Tarefas a realizar
(A) Responda com base no texto sobre ciência, tecnologia e sociedade:
(i) A que se restringia a Tecnologia na época descrita?
(ii) Quais características da Sociedade dessa época o texto aponta?
(iii) Com o que finda a Idade Média, segundo o texto?
(B) Escreva a continuação do texto sobre ciência, tecnologia e sociedade a partir do ponto em que ele termina.

Texto selecionado
- - - - - - -
Ciência, Tecnologia e Sociedade

Houve uma época em que a Ciência se confundia com a Filosofia e a Religião, não que isso não fosse bom (e que não exista ainda), mas o fato é que a Ciência não tinha a sua autonomia. Nessa época, o que chamamos de Tecnologia se restringia ao artesanato e à arte de guerrear, e a Ciência/Religião/Filosofia pouco contribuía de forma massiva para a sua evolução. Já a Sociedade, extremamente estratificada, feudal e sem indústrias, evoluía vagarosamente, sem que a Ciência e a Tecnologia a impulsionassem com mais vigor. Havia ainda um abismo praticamente intransponível entre a academia e a tradição popular.

Essa era a Idade Média: tempos de trevas morais, sociais, filosóficas e científicas, que finda com a ascensão do Capitalismo e o advento da era da indústria.
- - - - - - -
Dados fornecidos
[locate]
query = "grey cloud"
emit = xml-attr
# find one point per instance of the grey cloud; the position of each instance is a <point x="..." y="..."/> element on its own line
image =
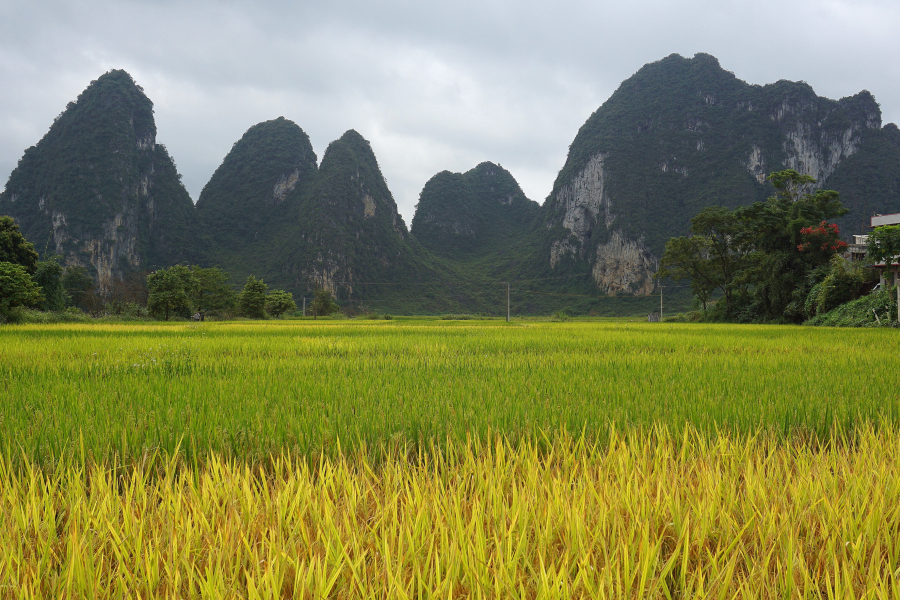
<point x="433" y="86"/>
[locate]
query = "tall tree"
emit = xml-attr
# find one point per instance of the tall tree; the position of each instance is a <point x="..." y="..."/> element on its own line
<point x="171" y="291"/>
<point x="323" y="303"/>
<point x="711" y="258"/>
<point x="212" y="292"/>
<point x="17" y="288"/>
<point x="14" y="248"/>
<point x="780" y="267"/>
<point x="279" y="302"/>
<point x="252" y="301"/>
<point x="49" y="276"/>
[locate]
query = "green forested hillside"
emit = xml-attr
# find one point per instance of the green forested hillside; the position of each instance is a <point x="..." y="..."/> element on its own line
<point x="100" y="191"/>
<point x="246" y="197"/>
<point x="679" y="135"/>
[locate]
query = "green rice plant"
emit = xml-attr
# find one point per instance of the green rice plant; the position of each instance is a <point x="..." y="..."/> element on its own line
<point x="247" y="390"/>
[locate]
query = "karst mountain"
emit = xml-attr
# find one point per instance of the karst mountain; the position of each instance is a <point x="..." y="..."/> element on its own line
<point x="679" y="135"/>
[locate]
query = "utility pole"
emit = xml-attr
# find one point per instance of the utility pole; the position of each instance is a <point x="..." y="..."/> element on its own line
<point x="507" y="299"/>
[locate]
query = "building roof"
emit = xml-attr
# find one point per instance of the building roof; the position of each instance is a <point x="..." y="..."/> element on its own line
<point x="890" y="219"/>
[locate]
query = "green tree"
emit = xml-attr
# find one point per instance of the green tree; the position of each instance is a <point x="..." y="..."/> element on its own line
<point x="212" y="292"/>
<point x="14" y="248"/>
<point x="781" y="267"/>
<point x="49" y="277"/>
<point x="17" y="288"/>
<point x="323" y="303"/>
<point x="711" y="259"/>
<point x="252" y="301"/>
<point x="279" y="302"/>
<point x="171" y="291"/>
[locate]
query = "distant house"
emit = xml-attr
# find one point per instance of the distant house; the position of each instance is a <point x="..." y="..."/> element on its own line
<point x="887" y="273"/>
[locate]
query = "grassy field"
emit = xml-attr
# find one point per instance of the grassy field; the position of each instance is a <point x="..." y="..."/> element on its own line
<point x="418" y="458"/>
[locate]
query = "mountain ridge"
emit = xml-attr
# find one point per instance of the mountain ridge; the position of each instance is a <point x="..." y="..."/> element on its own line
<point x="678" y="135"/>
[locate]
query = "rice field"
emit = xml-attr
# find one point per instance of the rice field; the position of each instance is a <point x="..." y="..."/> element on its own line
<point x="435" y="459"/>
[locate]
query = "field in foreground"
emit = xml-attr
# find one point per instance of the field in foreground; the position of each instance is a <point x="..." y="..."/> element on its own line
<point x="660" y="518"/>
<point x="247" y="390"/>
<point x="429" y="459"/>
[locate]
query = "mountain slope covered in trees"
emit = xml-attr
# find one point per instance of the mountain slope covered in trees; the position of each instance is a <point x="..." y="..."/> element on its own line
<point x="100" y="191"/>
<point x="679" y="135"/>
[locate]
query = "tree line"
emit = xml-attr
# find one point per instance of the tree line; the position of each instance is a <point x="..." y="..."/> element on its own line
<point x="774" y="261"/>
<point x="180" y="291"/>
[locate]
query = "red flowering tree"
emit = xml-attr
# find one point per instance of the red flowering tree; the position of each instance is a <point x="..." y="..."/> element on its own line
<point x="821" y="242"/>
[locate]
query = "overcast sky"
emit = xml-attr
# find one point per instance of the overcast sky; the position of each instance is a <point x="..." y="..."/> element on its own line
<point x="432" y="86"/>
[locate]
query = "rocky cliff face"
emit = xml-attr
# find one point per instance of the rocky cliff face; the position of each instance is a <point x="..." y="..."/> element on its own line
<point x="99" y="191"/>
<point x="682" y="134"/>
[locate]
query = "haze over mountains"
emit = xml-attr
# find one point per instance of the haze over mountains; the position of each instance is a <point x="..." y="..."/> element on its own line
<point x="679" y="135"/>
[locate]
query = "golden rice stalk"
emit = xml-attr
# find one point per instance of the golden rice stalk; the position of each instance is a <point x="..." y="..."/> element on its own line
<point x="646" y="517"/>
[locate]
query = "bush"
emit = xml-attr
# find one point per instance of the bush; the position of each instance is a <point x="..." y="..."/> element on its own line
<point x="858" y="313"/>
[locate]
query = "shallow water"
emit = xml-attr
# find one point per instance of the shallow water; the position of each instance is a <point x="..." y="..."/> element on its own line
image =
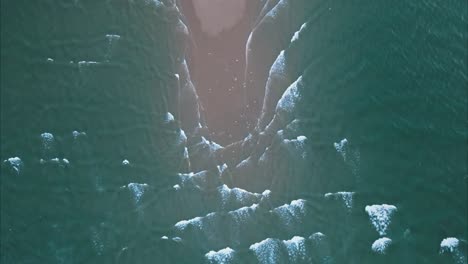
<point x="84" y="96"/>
- - - - - - -
Resultados por tarefa
(A)
(i) Ao artesanato e à arte de guerrear.
(ii) Era extremamente estratificada, feudal e sem indústrias, e evoluía vagarosamente.
(iii) Com a ascensão do Capitalismo e o advento da era da indústria.

(B)
Sem desmerecer a importância dos processos sociais que se deram nesta época, hoje as coisas são bem diferentes. Ciência, Tecnologia e Sociedade se misturam de tal forma sintética que, nos tempos atuais, torna-se impossível a tarefa de separá-las. No entanto tentemos, didaticamente, compreender cada uma dessas três vertentes do progresso humano.

Vejamos: a Ciência poderia ser compreendida como todo um sistema de conhecimentos a cerca de um objeto que lhe seja próprio, tendo, além disso, seu próprio método de investigação. Já a Tecnologia se caracterizaria pela aplicação dos conhecimentos científicos no sentido da produção de alguma coisa, ou seja, seria como que o resultado prático das pesquisas teóricas. Por fim, a Sociedade, no sentido que queremos aplicar, somos nós mesmos, um agrupamento de seres humanos vivendo de acordo com regras e costumes comuns.

Mesmo que as definições sejam diferentes e tenham sido “reducionistamente” separadas no parágrafo acima, existem relações intrínsecas, inevitáveis e vitais entre Ciência, Tecnologia e Sociedade, forçando-nos a um pensamento mais sistêmico, de forma a perceber a rede de conexões que forma o todo.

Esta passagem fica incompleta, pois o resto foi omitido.